Passage provided -

◇ ◇ ◇ ◇ ◇

Star Island Literary Festival

I’ll be headed out to the Isles of Shoals on August 26th for the first ever Star Island Literary Festival. It’s shaping up to be an exciting week of readings, workshops, and panel discussions with a fine group of authors and presenters including Corwin Ericson, Tim Horvath, Anita Shreve, and Katherine Towler.

I’ve been hearing a lot about Star Island. The old hotel and chapel! The restorative sea air! Lantern light processions each evening! Obviously, it’s the perfect place for a week of writing, reading, and talking shop. Those interested in joining us should take a look at the Star Island Literary Festival site or the Star Island site for more information.

 

Reading with Crowley, Meeropol, and Murray

Next Wednesday, February 1st, I’ll join John Crowley, Ellen Meeropol, and Sabina Murray for a reading at Forbes Library in Northampton, Massachusetts. The reading starts at 7pm, and if you’re in the area, I hope you’ll come by. More information is available via the Forbes Library site.

Sabina Murray was a professor of mine in my grad school days, so I’m looking forward to reading with her. And I consider myself lucky to be living in an area where the “local novelist” category includes the likes of John Crowley. Fellow fans of Little, Big may appreciate this needlework sampler that Emily stitched for me a while back. Stitched? Needleworked? Sampled? She made it.

◇ ◇ ◇ ◇ ◇

Data lines -

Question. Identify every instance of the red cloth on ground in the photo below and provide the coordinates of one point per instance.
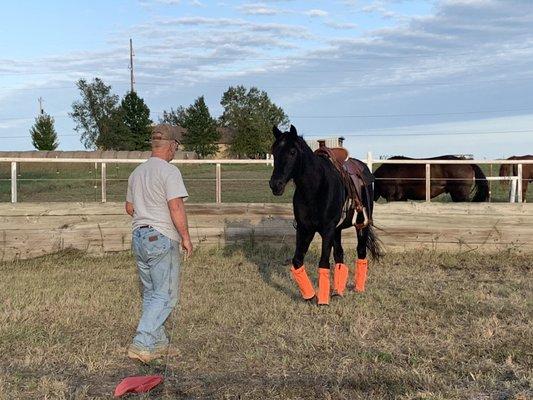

◇ ◇ ◇ ◇ ◇

Written instruction - Return the part of the event announcements starting with "Next Wednesday, February" and going on through "She made it.", copied word for word. Work from the event announcements alone, not the material.

Exercise result -
Next Wednesday, February 1st, I’ll join John Crowley, Ellen Meeropol, and Sabina Murray for a reading at Forbes Library in Northampton, Massachusetts. The reading starts at 7pm, and if you’re in the area, I hope you’ll come by. More information is available via the Forbes Library site.

Sabina Murray was a professor of mine in my grad school days, so I’m looking forward to reading with her. And I consider myself lucky to be living in an area where the “local novelist” category includes the likes of John Crowley. Fellow fans of Little, Big may appreciate this needlework sampler that Emily stitched for me a while back. Stitched? Needleworked? Sampled? She made it.